[begin DOCUMENT EXCERPT]

The scaledFix is automatically calculated by the Vitis-AI Quantizer and compiled DPU model contains this value. You can get the scaledFix by dpuGetInputTensorScale() on DNNDK API. The scaledFix is a value to prevent the value calculated by the above formula from overflowing into the char range (i.e. the values are normalized to the range -128 to 127 with an average of zero). For example, the scaledFix value is calculated as 16 when the scale is set as 0.022. In this case, image information is reduced from 256 to 90 gradations (256*0.022*16=90.1). If the scale is set as 1.0, the scaledFix is calculated as 0.5. In this case, the inference accuracy is expected to improve because the pixel value is represented as 128 gradations. For the values of mean that we have set, if scale is set as 0.861, the scaledFix will be 1.0, and the pixel value will be represented as 256 gradations, however, we did not experiment.

And we also modified the number of classes of the final output layer.

<     num_output: 19
---
>     num_output: 5

Training on PyTorch

On the referenced tutorial, the model training is performed on the Xilinx Caffe framework and SoftmaxWithCrossEntropy loss function is used. To improve the model accuracy, we used Lovasz-Loss function. The published Lovasz-Loss implementation is only for TensorFlow and PyTorch, and TensorFlow implementation is very slow (see issue). so we perform training on PyTorch and export trained weight to Caffe.

We did not use a model converter like ONNX because the converted model cannot be quantized on Vitis-AI Quantizer. We manually extract model weight to NumPy array and export it. In this step, we explain training on BDD100K dataset.

Export pre-trained Caffe weight to NumPy array

First, extract the pre-trained weight of the Xilinx tutorial. This step is performed on the Xilinx Vitis-AI docker environment.

$ conda activate vitis-ai-caffe
$ cd files/Segment/workspace/model/FPN
$ python ../../../../../utils/caffe_pytorch_conversion/extract_caffe_to_npy.py -m deploy.prototxt -w final_models/pretrained.caffemodel  -o ../../../../../npy

Weights of each layer are generated in npy directory.

Export NumPy array to PyTorch and perform training

Next, setup the PyTorch training environment by using deepo. You had better mount your Vitis-AI directory on deepo environment to share files between docker containers.

$ docker run --gpus all -v <path to Vitis-AI>/:/workspace -it  ufoym/deepo bin/bash

Export pre-trained weight from NumPy array to PyTorch(.pth) The number of classes is different from the pre-trained model(19), so this code doesn't copy the weight of the final layer.

[end DOCUMENT EXCERPT]
[begin RECORD EXCERPTS]

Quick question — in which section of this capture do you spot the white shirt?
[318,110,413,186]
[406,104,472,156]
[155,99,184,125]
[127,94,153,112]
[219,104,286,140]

[end RECORD EXCERPTS]

- [TASKS TO COMPLETE]:
A - Do these statements agree with the Vitis-AI excerpt? (i) A scale of 0.022 gives a scaledFix of 16. (ii) The authors tested a scale of 0.861. (iii) ONNX was used to convert the model. Answer yes or no for each, and quote the deciding words from the excerpt.
B - Set down the part of the Vitis-AI excerpt starting with "Export NumPy array" and going on through "the final layer.".
C - Can you turn the Vitis-AI excerpt's paragraph beginning "On the referenced tutorial" into a short list that keeps its main facts?

- [SOLUTIONS TO THE PROBLEMS]:
A -
(i) Yes: "the scaledFix value is calculated as 16 when the scale is set as 0.022"
(ii) No: "however, we did not experiment."
(iii) No: "We did not use a model converter like ONNX because the converted model cannot be quantized on Vitis-AI Quantizer."

B -
Export NumPy array to PyTorch and perform training

Next, setup the PyTorch training environment by using deepo. You had better mount your Vitis-AI directory on deepo environment to share files between docker containers.

$ docker run --gpus all -v <path to Vitis-AI>/:/workspace -it  ufoym/deepo bin/bash

Export pre-trained weight from NumPy array to PyTorch(.pth) The number of classes is different from the pre-trained model(19), so this code doesn't copy the weight of the final layer.

C -
- The referenced tutorial trains the model on the Xilinx Caffe framework with the SoftmaxWithCrossEntropy loss function.
- The Lovasz-Loss function was used instead to improve model accuracy.
- The published Lovasz-Loss implementation exists only for TensorFlow and PyTorch, and the TensorFlow one is very slow.
- Training was therefore done on PyTorch, and the trained weights were exported to Caffe.